### PROVIDED DATA
* * * * *

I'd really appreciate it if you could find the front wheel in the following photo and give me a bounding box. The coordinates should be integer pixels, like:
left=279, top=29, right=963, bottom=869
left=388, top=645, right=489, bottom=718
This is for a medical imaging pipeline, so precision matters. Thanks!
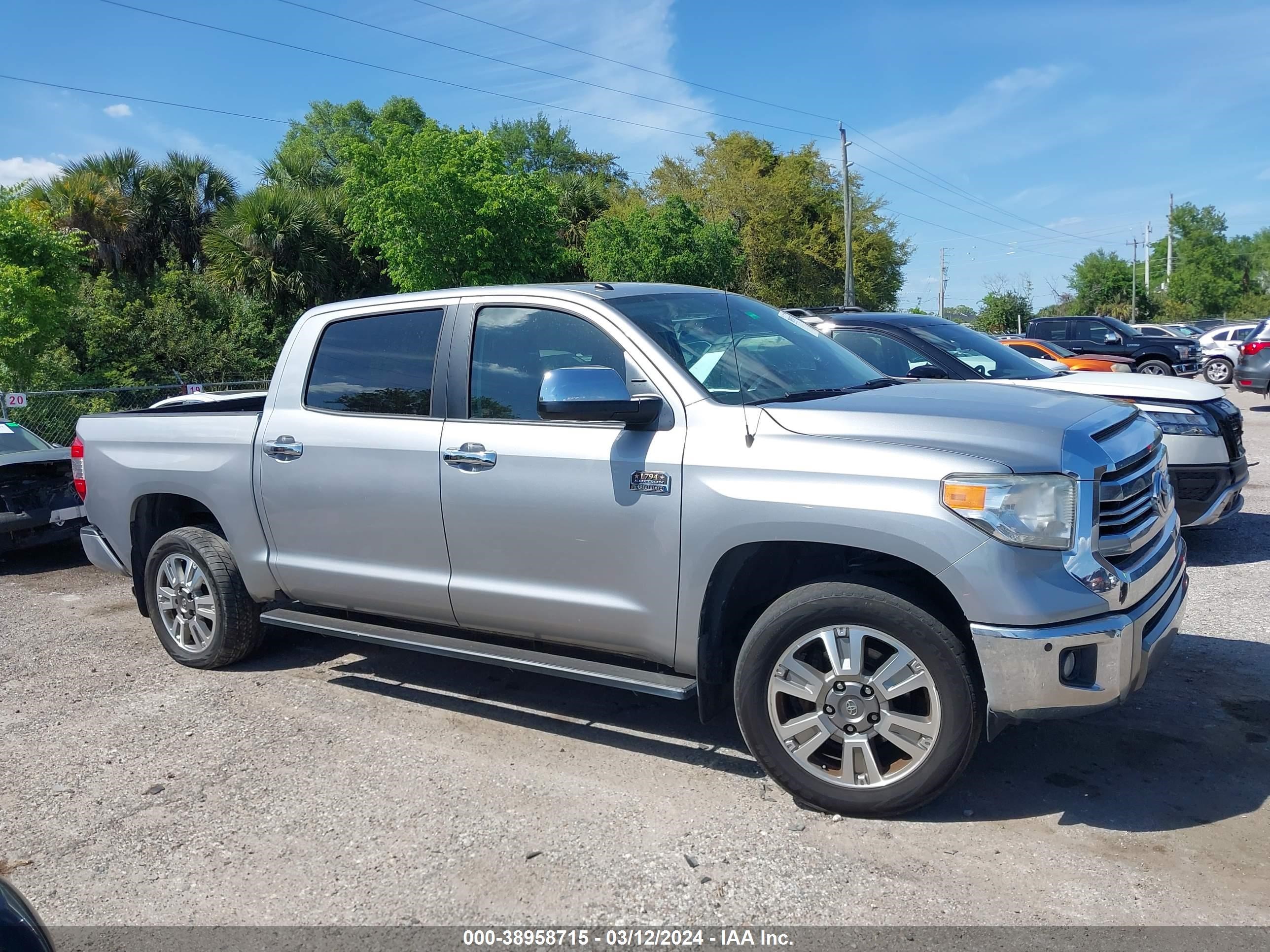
left=1138, top=361, right=1173, bottom=377
left=1204, top=357, right=1235, bottom=383
left=734, top=581, right=983, bottom=816
left=146, top=525, right=262, bottom=668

* * * * *

### GIVEN TASK
Can you copy the material word for word, from its first line through the line containing "left=1138, top=361, right=1173, bottom=377", including both ends, while leaving out the pictures?

### RESPONSE TO THE TASK
I'd really appreciate it if you could find the front wheel in the following photo and give me a bounding box. The coordinates should be integer pixels, like:
left=279, top=29, right=963, bottom=869
left=388, top=645, right=489, bottom=718
This is for a medical imaging pipeline, so precision matters. Thanks!
left=1138, top=361, right=1173, bottom=377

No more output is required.